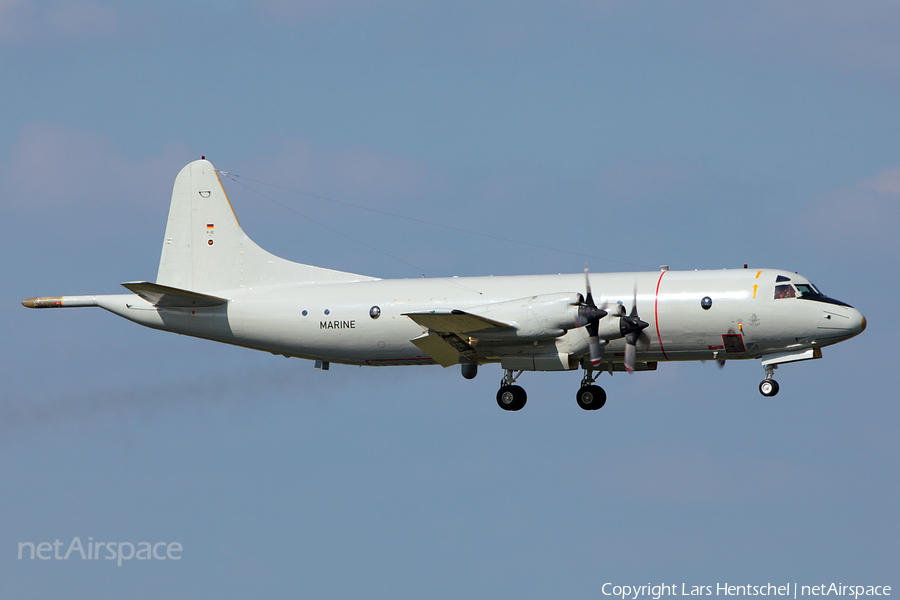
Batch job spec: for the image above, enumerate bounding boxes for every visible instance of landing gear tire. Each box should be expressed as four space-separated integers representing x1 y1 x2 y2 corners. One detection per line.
759 379 778 398
497 385 528 411
575 385 606 410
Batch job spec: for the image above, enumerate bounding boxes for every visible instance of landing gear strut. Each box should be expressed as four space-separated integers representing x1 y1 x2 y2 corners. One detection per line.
575 369 606 410
497 369 528 410
759 365 778 398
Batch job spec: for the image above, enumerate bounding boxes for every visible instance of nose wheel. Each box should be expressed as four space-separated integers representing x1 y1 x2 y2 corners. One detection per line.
759 365 778 398
575 369 606 410
759 379 778 398
575 385 606 410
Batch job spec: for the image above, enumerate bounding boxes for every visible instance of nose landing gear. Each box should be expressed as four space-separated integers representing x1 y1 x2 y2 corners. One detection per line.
575 369 606 410
759 365 778 398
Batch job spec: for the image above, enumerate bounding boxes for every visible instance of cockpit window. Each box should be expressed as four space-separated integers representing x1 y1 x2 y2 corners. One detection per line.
775 284 797 300
797 283 822 298
796 283 850 307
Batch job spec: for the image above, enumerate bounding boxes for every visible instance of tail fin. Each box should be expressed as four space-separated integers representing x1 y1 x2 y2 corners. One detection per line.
156 160 374 292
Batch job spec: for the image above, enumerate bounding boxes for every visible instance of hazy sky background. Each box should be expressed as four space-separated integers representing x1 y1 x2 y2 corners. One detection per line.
0 0 900 599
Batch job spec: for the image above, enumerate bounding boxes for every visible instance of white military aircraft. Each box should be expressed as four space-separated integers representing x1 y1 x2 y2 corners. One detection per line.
23 159 866 411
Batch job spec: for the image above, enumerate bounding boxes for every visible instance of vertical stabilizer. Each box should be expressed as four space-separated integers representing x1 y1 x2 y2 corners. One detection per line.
156 160 373 292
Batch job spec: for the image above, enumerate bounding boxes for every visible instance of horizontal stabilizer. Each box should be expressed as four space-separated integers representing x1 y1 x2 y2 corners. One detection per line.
403 310 511 335
122 281 228 308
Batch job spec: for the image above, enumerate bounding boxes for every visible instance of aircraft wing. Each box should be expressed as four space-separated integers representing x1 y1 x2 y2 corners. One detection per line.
403 310 512 335
122 281 228 308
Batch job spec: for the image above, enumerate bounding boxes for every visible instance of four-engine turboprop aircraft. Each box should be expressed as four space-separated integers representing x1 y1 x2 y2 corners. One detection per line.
23 160 866 410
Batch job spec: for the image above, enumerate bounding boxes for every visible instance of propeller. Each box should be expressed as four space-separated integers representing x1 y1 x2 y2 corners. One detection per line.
619 287 650 373
578 265 608 367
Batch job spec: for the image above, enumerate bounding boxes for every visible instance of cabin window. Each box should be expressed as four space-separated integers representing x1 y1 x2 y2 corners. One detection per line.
775 284 797 300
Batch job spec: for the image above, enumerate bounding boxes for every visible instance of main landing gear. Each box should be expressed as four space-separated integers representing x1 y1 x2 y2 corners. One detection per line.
759 365 778 398
575 370 606 410
497 369 606 411
497 369 528 410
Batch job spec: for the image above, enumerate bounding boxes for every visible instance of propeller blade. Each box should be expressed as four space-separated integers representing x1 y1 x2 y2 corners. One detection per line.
584 263 597 307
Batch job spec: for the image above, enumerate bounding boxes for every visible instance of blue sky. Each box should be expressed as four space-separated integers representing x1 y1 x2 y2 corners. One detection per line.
0 0 900 598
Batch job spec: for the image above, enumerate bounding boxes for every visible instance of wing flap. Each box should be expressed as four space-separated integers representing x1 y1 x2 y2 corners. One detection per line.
122 281 228 308
403 310 511 332
410 331 460 367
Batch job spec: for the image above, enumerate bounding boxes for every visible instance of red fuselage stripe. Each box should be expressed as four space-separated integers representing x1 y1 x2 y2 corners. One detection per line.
653 271 669 360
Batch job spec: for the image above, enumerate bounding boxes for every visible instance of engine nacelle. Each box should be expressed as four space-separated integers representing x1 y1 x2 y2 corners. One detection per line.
597 314 628 340
466 292 584 340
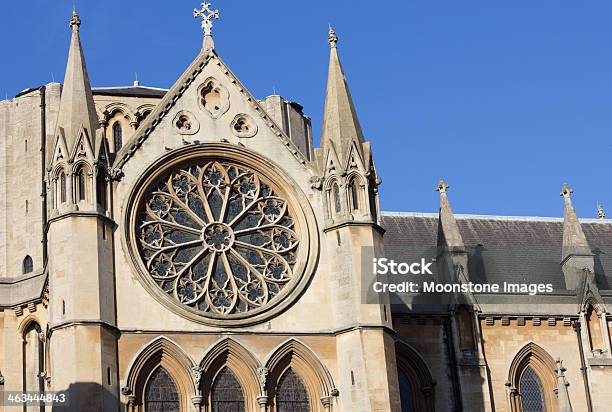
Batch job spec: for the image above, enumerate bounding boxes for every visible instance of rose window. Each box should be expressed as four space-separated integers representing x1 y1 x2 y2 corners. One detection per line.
135 160 300 316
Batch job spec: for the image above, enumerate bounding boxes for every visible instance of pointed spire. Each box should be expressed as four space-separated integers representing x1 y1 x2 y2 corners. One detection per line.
561 183 591 259
597 202 606 219
321 26 365 163
436 179 465 249
56 9 98 150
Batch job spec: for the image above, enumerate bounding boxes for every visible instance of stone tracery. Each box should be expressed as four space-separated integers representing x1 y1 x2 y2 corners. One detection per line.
137 160 299 315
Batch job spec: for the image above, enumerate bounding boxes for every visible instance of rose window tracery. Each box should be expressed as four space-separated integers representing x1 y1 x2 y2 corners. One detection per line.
135 160 300 315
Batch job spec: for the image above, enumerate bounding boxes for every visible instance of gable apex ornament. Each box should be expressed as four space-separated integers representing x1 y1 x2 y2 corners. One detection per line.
327 24 338 48
69 7 81 31
597 203 606 219
193 1 220 50
560 183 574 199
436 179 450 193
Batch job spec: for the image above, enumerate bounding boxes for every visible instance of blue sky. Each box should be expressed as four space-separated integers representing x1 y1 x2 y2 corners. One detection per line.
0 0 612 217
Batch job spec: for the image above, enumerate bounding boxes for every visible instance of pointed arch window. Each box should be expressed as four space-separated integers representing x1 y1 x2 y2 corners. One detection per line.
76 167 87 200
348 178 359 210
59 172 67 203
210 367 245 412
276 368 310 412
96 170 108 210
113 121 123 153
397 369 414 412
332 183 342 213
145 367 180 412
519 366 546 412
23 255 34 275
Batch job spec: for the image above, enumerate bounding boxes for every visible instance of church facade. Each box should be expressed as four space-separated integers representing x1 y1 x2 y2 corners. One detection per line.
0 3 612 412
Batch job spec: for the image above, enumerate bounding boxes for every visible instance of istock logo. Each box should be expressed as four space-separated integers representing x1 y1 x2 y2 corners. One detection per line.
372 258 433 275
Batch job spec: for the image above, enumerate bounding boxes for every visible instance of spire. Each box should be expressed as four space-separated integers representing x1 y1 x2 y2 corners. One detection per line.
597 203 606 219
561 183 591 259
193 1 219 51
436 179 465 249
321 26 365 163
56 9 98 150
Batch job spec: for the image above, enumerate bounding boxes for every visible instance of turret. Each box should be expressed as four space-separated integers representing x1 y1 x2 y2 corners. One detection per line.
47 10 108 217
317 27 381 226
47 11 119 411
561 183 595 290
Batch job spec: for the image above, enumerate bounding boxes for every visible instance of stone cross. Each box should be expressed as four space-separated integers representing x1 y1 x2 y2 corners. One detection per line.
193 1 219 36
597 203 606 219
70 8 81 31
561 183 574 199
327 24 338 48
436 179 450 193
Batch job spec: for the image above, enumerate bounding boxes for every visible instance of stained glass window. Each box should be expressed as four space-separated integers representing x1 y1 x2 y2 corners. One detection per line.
333 183 342 213
276 368 310 412
23 255 34 274
397 369 415 412
519 366 546 412
77 168 86 200
349 179 359 210
145 367 180 412
96 171 107 210
211 368 244 412
136 161 299 315
60 172 66 203
113 122 123 153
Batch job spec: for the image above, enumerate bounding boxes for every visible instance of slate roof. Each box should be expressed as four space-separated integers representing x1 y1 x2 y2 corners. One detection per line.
382 213 612 290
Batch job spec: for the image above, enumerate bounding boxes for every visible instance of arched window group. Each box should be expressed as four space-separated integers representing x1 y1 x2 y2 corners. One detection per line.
126 338 333 412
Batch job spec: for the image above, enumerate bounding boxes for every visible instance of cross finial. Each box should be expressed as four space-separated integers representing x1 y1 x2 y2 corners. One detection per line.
193 1 219 45
327 24 338 49
436 179 450 193
561 183 574 199
597 202 606 219
70 7 81 31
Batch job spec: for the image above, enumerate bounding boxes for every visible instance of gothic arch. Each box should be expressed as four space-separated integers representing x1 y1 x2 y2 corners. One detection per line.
196 338 262 411
71 159 93 203
395 341 436 412
266 339 337 411
103 102 136 122
346 171 368 213
121 336 197 412
506 342 558 412
196 338 262 411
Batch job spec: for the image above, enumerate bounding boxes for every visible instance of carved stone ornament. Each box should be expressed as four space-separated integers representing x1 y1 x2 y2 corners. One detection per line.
310 176 324 190
172 110 200 135
191 366 204 388
198 77 230 119
126 143 316 325
230 114 257 137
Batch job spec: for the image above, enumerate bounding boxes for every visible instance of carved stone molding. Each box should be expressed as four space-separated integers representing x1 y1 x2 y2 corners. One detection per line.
172 110 200 135
230 113 257 138
198 77 230 119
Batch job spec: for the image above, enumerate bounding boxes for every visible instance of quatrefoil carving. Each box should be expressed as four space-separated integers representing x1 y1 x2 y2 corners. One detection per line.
198 77 230 119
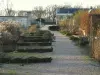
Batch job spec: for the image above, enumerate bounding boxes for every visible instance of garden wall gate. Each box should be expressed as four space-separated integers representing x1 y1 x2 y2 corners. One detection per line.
90 14 100 60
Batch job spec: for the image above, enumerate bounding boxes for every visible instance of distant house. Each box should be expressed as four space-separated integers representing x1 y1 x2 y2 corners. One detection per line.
0 16 30 28
56 8 87 24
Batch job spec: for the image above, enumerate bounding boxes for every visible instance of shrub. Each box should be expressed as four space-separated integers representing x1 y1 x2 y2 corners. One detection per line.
0 21 20 43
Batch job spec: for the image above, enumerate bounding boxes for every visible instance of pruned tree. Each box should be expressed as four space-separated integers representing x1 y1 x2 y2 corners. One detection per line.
5 0 16 16
32 6 46 18
46 5 58 22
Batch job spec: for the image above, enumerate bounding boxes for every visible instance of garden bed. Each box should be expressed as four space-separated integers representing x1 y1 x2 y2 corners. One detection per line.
17 42 52 46
1 52 52 63
70 35 80 41
17 46 53 53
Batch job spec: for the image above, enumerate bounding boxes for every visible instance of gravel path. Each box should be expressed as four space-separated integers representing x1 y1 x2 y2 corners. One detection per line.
0 25 100 75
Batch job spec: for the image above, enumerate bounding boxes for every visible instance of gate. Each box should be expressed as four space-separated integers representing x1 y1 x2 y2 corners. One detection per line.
90 14 100 60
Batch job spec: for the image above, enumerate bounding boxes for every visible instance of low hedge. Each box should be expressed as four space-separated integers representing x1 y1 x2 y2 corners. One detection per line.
0 56 52 63
17 47 53 53
17 42 52 46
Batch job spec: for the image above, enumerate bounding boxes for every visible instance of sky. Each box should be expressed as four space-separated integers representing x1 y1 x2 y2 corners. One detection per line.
0 0 100 10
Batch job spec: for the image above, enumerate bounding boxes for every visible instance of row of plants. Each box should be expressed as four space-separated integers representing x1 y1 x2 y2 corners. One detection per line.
0 22 54 63
1 52 52 64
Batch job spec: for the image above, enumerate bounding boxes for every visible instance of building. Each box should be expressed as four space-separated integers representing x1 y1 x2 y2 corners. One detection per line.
0 16 30 28
56 8 87 24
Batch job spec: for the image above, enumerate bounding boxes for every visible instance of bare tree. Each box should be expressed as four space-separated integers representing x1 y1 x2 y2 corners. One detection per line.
32 6 46 18
46 5 58 22
5 0 15 16
18 10 27 16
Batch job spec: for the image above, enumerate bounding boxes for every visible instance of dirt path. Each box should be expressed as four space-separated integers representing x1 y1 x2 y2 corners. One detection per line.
1 25 100 75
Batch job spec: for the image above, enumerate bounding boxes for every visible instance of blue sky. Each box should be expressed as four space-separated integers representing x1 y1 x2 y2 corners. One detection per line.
0 0 100 10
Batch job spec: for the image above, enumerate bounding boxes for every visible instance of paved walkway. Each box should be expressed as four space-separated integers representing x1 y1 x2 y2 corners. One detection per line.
0 25 100 75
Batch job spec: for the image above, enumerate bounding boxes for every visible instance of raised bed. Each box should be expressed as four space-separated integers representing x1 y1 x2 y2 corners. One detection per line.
17 42 52 46
0 53 52 63
70 35 80 41
17 46 53 53
23 39 52 42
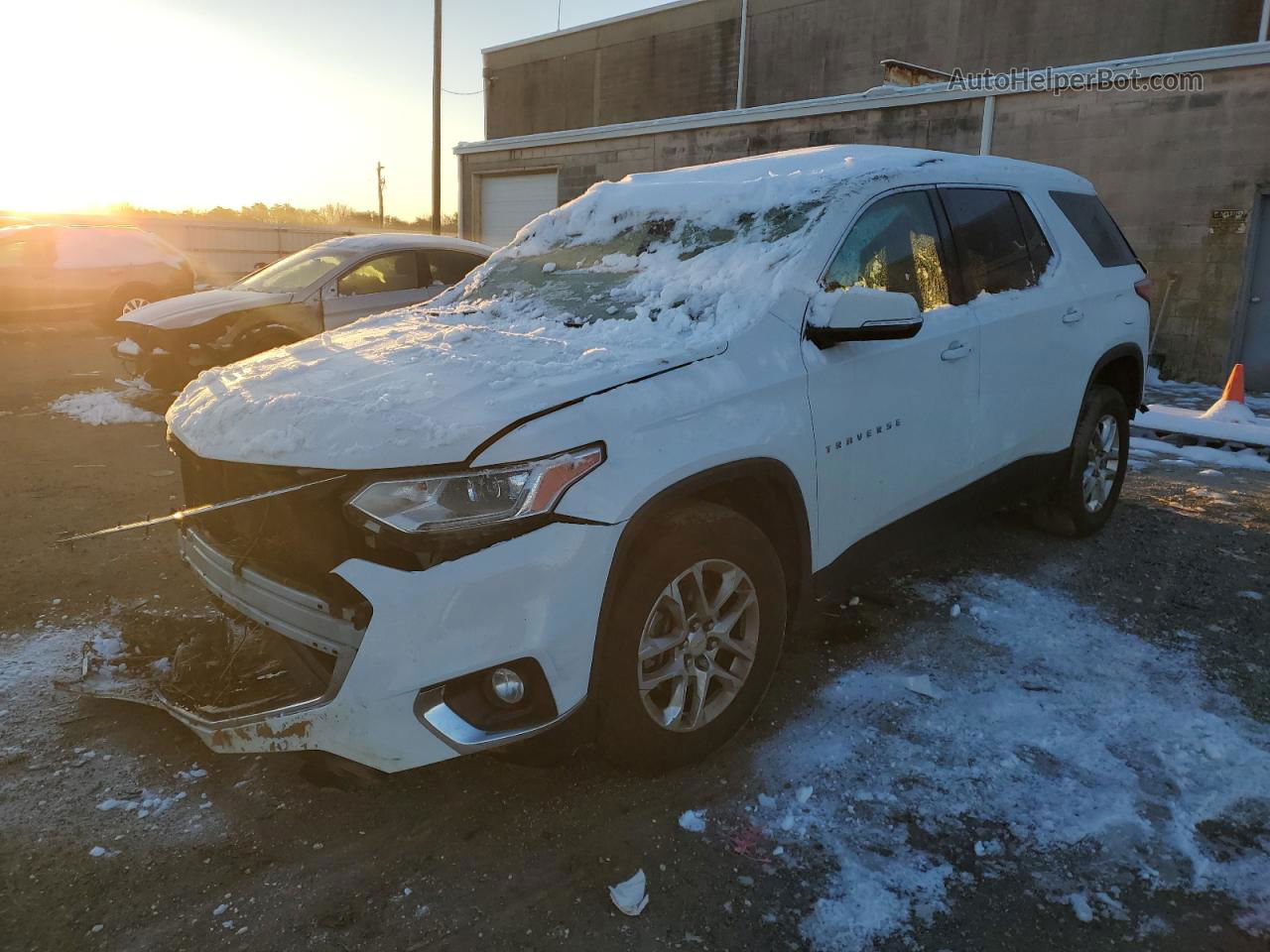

::::

Give the lines of the records as a numbered list, from the line containing "instance of gable" through the line containing "0 0 612 217", inclusive, leaving out any blank lines.

1. Batch job spec: for the image above, enumerate bounding boxes for every visible instance of gable apex ornament. Each box should be expressed as four space-separated integers representing x1 y1 x2 y2 corners. One detection per line.
2. 327 24 338 48
3. 69 7 81 31
4. 597 203 606 219
5. 193 1 220 50
6. 560 183 574 199
7. 436 179 450 193
8. Batch job spec: for the image above, enumerate bounding boxes for every visible instance of blue sky. Each box should be expressed as four space-separated integers representing x1 y1 x2 y2 corners. One detection per line.
9. 0 0 612 217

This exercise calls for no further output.